[SELECTED PASSAGE — start]

The impact of active placebo control groups on estimated intervention effects in pharmacological randomized trials: a meta-epidemiological study

Article type
Authors
Eiset A1, Elkjær M2, Faltinsen E2, Hróbjartsson A2, Ivosevic M2, Laursen D2, MacLean-Nyegaard I2, Nejstgaard C2, Paludan-Müller A2, Petersen L2, Vestergaard S1
1Clinical Pharmacology, Aarhus University Hospital, Aarhus, Denmark
2Cochrane Denmark & Centre for Evidence-Based Medicine Odense (CEBMO), Odense, Denmark; Open Patient data Explorative Network (OPEN), Odense University Hospital, Odense, Denmark
Abstract
Background: In a randomized trial comparing a drug with perceptible adverse effects (side effects) against standard placebo, patients may guess their allocated intervention and become unblinded. Active placebo controls are designed to imitate the drug’s perceptible effects while being therapeutically inactive, which in theory reduces the risk of bias due to unblinding. Therefore, the estimated intervention effects of drugs could differ depending on the choice of placebo control. A previous systematic review of randomized within-trial comparisons of active placebo versus standard nonactive placebo indicated that the estimated intervention effects may be smaller, on average, when comparing a drug against active placebo, but the result was imprecise.

Objectives: To estimate the impact of active placebo control interventions, compared with standard placebo control interventions, on estimated effects of experimental interventions in pharmacological randomized clinical trials and to explore causes for heterogeneity

Methods: We conducted a meta-epidemiological study of meta-analyses that included pharmacological randomized trials with standard placebo control as well as trials with active placebo control. We searched for systematic reviews with eligible meta-analyses in PubMed, Embase, the Cochrane Library, Google Scholar, and PROSPERO. We also searched studies citing known active placebo-controlled trials. We removed overlapping trials between the eligible meta-analyses. The primary analysis was the ratio of odds ratios (ROR) of standard placebo-controlled trials versus active placebo-controlled trials for outcomes of benefit. We conducted a frequentist 2-step analysis by comparing trials within each meta-analysis before summarizing results across meta-analyses. We explored heterogeneity by outcome type, study design, matching adequacy of the active placebo, and risk of therapeutic effect of the active placebo. We also checked the robustness of our findings in sensitivity analyses. In secondary analyses, we investigated outcomes of harms, attrition, and co-intervention use.

Results and conclusions: We have currently included 65 systematic reviews with 64 meta-analyses for the primary analysis. The number is subject to change after updating the search and removal of meta-analyses due to overlapping trials. We will present the analysis results and conclusions at the Summit.

[SELECTED PASSAGE — finish]

◆ **WORK REQUEST 1**
According to the abstract above, how many systematic reviews have currently been included for the primary analysis?
◆ **WORK REQUEST 2**
Summarize the abstract in two sentences.
◆ **WORK REQUEST 3**
Based on the abstract, explain why the estimated intervention effects of drugs could differ depending on the choice of placebo control.

[DATA SHOWN — start]

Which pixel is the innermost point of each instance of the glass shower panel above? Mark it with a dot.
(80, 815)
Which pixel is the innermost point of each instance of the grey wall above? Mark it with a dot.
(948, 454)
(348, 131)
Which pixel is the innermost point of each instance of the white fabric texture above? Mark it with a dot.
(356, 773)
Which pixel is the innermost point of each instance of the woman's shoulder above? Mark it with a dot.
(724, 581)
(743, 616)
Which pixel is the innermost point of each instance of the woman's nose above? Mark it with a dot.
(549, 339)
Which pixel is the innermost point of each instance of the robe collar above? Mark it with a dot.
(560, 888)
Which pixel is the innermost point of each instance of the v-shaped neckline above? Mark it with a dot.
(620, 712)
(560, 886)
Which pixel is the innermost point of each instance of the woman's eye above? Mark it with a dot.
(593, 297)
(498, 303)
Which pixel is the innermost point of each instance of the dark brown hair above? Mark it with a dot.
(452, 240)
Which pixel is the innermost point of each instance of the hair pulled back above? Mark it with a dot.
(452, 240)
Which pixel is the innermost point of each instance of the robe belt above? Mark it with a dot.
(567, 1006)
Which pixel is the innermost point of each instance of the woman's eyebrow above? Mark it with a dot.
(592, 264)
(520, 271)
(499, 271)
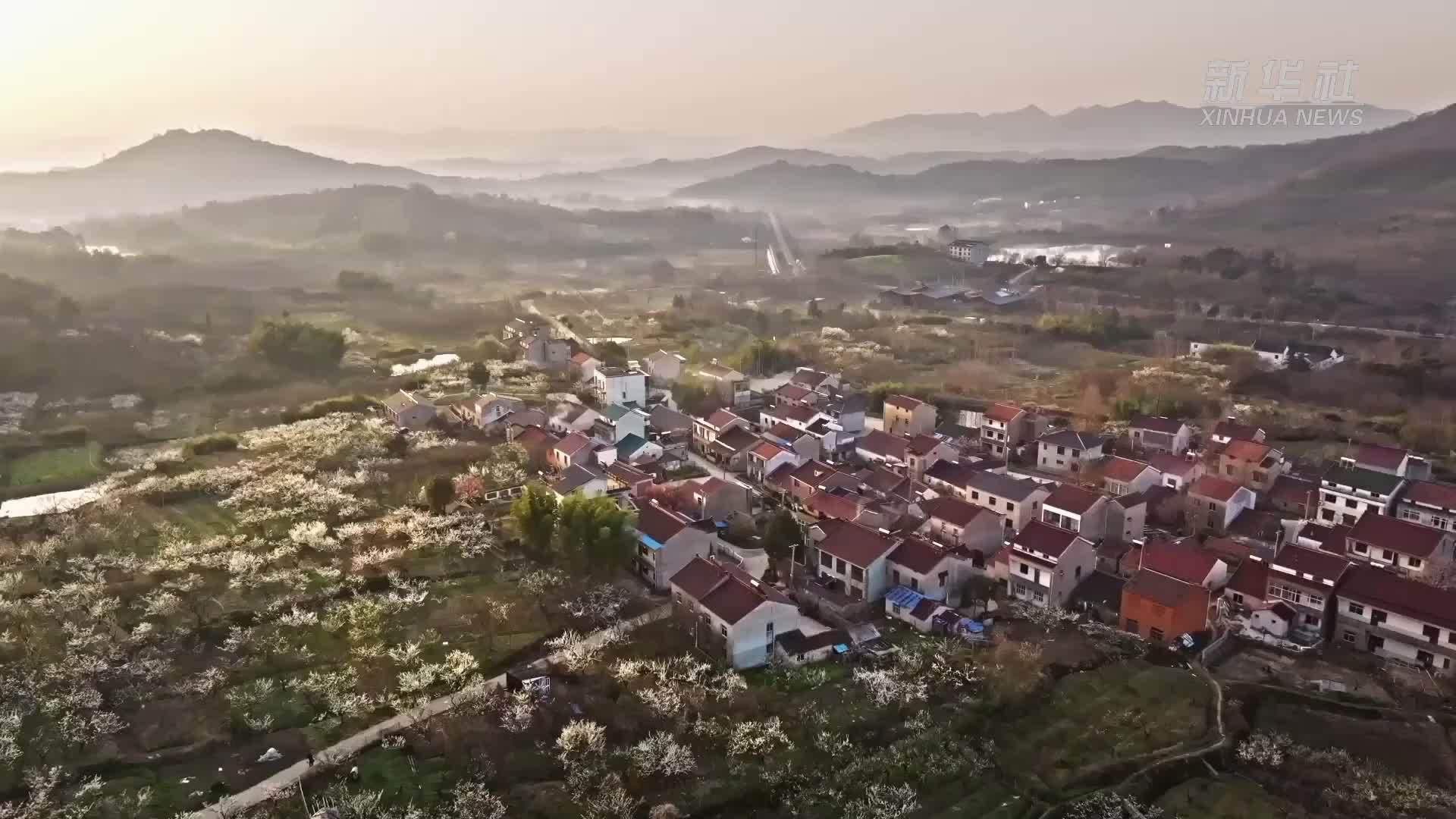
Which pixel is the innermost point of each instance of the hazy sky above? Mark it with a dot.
(762, 71)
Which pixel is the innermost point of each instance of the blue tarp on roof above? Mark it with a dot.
(905, 598)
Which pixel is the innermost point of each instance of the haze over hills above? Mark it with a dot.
(190, 168)
(1128, 129)
(1161, 177)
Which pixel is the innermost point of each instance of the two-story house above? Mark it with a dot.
(1069, 450)
(1251, 464)
(766, 457)
(731, 611)
(1125, 475)
(905, 416)
(1076, 509)
(1398, 618)
(1178, 472)
(1307, 580)
(708, 430)
(1215, 503)
(1392, 461)
(571, 449)
(728, 384)
(408, 411)
(1159, 433)
(1404, 545)
(620, 385)
(663, 366)
(1429, 503)
(1046, 563)
(1018, 502)
(924, 452)
(584, 365)
(669, 541)
(1231, 428)
(854, 556)
(1348, 491)
(1005, 428)
(956, 522)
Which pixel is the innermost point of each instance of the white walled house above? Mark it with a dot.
(620, 385)
(855, 556)
(1047, 563)
(733, 613)
(1076, 509)
(1402, 545)
(1348, 491)
(1069, 450)
(1398, 618)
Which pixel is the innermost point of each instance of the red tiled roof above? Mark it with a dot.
(698, 577)
(1123, 468)
(1292, 490)
(855, 544)
(721, 419)
(1251, 579)
(1379, 457)
(1184, 560)
(808, 378)
(924, 444)
(918, 556)
(1156, 423)
(1215, 487)
(767, 449)
(1072, 499)
(952, 510)
(573, 444)
(883, 445)
(1161, 589)
(903, 401)
(1172, 464)
(1003, 413)
(1405, 537)
(1247, 450)
(1430, 493)
(1401, 595)
(1235, 430)
(660, 523)
(1044, 538)
(794, 392)
(1321, 566)
(1072, 438)
(833, 504)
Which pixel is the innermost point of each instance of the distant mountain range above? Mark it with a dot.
(1123, 129)
(190, 168)
(1159, 177)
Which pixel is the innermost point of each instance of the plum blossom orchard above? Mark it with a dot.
(218, 598)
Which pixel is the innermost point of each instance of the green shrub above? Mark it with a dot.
(207, 445)
(321, 409)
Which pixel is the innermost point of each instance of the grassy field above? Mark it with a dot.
(1100, 719)
(55, 465)
(1226, 799)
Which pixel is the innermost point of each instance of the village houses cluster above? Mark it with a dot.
(1166, 531)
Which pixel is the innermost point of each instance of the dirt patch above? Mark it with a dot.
(1413, 748)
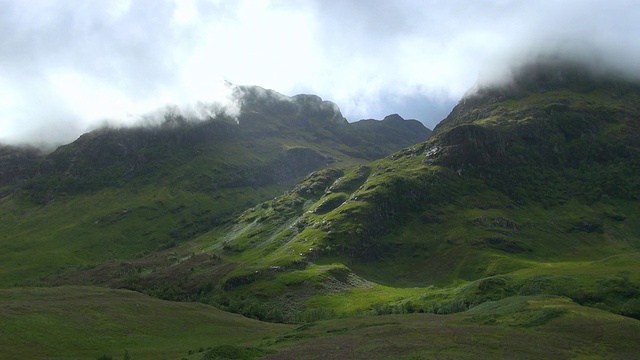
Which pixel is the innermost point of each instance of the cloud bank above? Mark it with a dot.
(67, 66)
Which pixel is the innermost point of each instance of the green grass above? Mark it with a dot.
(520, 327)
(87, 322)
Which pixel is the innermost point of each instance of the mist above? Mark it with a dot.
(69, 66)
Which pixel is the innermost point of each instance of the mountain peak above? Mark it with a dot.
(393, 117)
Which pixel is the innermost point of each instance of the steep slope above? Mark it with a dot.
(116, 193)
(531, 192)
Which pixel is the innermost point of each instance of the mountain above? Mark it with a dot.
(512, 231)
(521, 183)
(115, 193)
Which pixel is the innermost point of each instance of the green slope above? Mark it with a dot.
(89, 322)
(482, 211)
(117, 193)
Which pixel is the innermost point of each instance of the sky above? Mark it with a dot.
(68, 66)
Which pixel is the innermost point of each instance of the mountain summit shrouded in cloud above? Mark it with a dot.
(67, 66)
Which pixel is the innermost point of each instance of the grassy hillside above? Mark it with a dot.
(484, 210)
(514, 231)
(115, 194)
(89, 322)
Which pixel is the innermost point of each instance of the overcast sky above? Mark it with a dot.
(67, 65)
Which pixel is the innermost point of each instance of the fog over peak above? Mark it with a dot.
(68, 66)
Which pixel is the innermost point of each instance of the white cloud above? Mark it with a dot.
(71, 64)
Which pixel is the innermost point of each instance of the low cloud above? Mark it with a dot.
(67, 66)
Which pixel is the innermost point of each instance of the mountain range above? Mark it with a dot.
(511, 230)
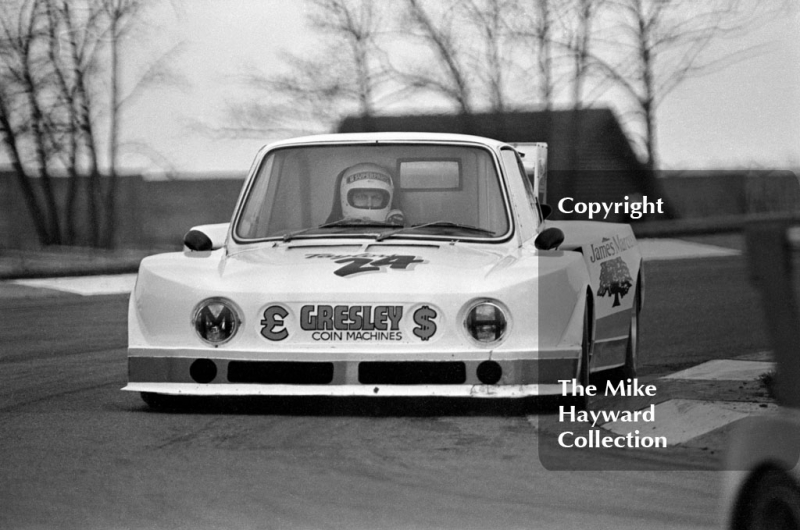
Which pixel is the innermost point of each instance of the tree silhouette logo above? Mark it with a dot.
(615, 279)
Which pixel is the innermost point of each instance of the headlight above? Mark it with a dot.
(216, 321)
(486, 322)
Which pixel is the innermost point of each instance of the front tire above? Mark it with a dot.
(584, 372)
(770, 502)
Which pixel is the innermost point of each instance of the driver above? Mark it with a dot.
(366, 193)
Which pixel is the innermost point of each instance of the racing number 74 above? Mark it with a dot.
(358, 265)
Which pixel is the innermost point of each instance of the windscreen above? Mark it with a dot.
(395, 190)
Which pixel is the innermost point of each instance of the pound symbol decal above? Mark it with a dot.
(426, 327)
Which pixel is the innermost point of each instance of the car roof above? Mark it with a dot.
(387, 137)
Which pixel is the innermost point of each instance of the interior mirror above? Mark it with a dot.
(549, 239)
(206, 237)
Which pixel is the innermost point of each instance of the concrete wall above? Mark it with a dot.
(696, 194)
(156, 214)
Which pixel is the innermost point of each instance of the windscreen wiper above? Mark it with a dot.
(444, 224)
(343, 223)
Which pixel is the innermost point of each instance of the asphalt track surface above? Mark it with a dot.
(75, 452)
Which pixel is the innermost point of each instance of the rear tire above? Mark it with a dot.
(632, 349)
(161, 402)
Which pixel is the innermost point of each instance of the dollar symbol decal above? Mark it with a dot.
(426, 327)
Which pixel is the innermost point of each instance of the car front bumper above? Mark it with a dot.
(486, 376)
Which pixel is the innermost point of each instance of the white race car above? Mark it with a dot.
(387, 264)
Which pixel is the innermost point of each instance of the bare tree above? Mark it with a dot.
(659, 44)
(24, 115)
(489, 18)
(119, 15)
(449, 75)
(53, 62)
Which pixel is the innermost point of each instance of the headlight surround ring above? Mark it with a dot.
(486, 322)
(216, 320)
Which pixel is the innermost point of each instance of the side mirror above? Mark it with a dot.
(549, 239)
(206, 237)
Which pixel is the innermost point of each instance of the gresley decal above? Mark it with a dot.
(330, 322)
(365, 262)
(424, 318)
(354, 323)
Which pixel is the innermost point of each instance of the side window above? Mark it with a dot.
(511, 159)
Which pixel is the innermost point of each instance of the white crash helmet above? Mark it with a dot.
(366, 192)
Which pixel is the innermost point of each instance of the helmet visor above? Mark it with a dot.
(368, 198)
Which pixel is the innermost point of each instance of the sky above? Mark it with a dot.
(746, 115)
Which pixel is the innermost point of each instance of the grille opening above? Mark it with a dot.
(412, 373)
(280, 372)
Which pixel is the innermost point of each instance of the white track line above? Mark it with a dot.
(724, 370)
(680, 420)
(668, 249)
(85, 285)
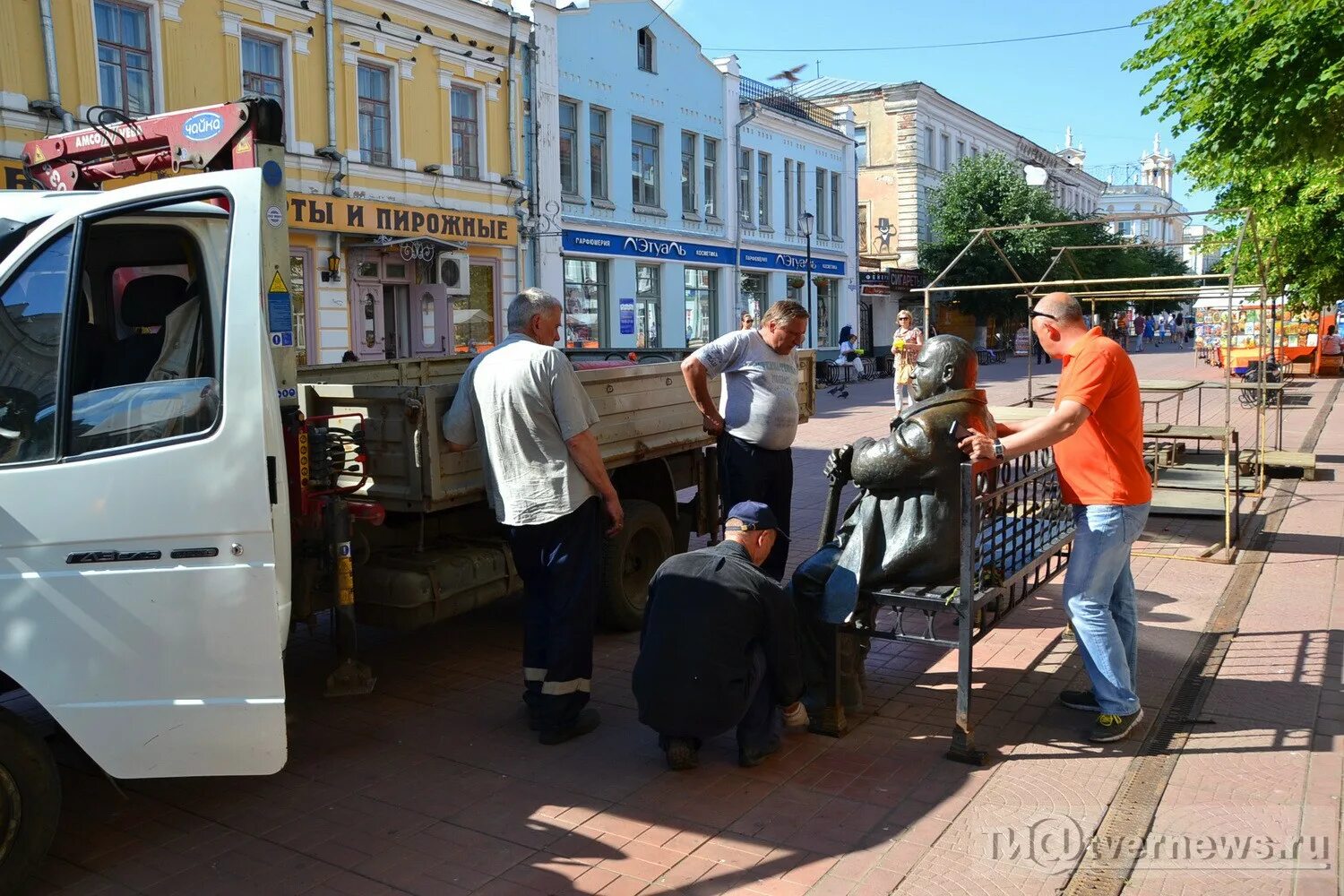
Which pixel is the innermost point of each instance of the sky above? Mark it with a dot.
(1034, 88)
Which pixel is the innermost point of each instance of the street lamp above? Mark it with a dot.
(806, 226)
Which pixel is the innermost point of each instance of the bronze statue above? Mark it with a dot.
(905, 527)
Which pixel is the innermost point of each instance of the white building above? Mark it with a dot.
(1150, 194)
(667, 253)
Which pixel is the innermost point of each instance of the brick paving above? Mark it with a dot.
(433, 785)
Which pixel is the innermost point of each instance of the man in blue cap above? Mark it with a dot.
(720, 646)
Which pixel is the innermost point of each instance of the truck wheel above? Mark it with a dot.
(30, 801)
(629, 560)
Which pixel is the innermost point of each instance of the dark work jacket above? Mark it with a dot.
(706, 614)
(905, 527)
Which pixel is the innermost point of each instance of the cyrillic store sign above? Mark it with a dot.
(787, 261)
(365, 217)
(672, 250)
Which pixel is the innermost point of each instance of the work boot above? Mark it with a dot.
(1110, 727)
(582, 724)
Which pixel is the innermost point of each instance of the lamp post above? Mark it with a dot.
(806, 226)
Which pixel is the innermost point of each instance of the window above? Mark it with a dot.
(125, 58)
(569, 139)
(711, 177)
(585, 303)
(597, 153)
(688, 174)
(835, 204)
(644, 163)
(702, 287)
(263, 67)
(644, 50)
(647, 306)
(375, 117)
(763, 190)
(800, 191)
(467, 134)
(822, 202)
(745, 185)
(753, 298)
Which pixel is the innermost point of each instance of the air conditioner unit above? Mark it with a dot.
(454, 271)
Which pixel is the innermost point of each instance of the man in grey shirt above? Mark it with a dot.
(545, 477)
(760, 414)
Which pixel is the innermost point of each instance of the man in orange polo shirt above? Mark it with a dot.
(1097, 430)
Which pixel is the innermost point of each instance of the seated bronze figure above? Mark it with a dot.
(903, 530)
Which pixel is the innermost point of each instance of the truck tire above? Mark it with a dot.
(629, 560)
(30, 801)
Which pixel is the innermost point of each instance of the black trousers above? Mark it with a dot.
(752, 473)
(561, 565)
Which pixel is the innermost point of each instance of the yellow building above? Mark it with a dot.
(402, 187)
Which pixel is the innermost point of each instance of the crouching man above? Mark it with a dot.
(720, 646)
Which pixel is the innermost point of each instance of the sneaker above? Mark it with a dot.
(752, 758)
(1085, 700)
(582, 724)
(1112, 727)
(682, 754)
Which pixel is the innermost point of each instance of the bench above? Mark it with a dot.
(1015, 535)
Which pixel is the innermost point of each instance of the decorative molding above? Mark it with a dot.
(233, 24)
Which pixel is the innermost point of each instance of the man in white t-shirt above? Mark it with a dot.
(545, 477)
(760, 414)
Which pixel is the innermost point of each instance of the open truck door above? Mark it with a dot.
(144, 519)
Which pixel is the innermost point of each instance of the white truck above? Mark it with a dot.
(175, 495)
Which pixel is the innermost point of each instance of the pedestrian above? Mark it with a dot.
(1097, 432)
(720, 646)
(545, 478)
(760, 414)
(905, 349)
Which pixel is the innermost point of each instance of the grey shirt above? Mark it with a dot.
(523, 402)
(760, 401)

[DATA SHOWN — finish]

◆ **RESPONSE BOX 1**
Sixty-five systematic reviews, with 64 meta-analyses, have currently been included.

◆ **RESPONSE BOX 2**
The study examines whether pharmacological randomized trials yield different estimated intervention effects when a drug is compared against an active placebo, which imitates its perceptible effects, rather than a standard placebo. Using a meta-epidemiological study of meta-analyses that include both kinds of trials, the authors calculate the ratio of odds ratios for outcomes of benefit and explore heterogeneity, with results and conclusions still to be presented.

◆ **RESPONSE BOX 3**
When a drug has perceptible side effects and is compared with a standard placebo, patients may guess which intervention they received and become unblinded. Active placebos are designed to imitate those perceptible effects while remaining therapeutically inactive, which in theory reduces the risk of bias from unblinding.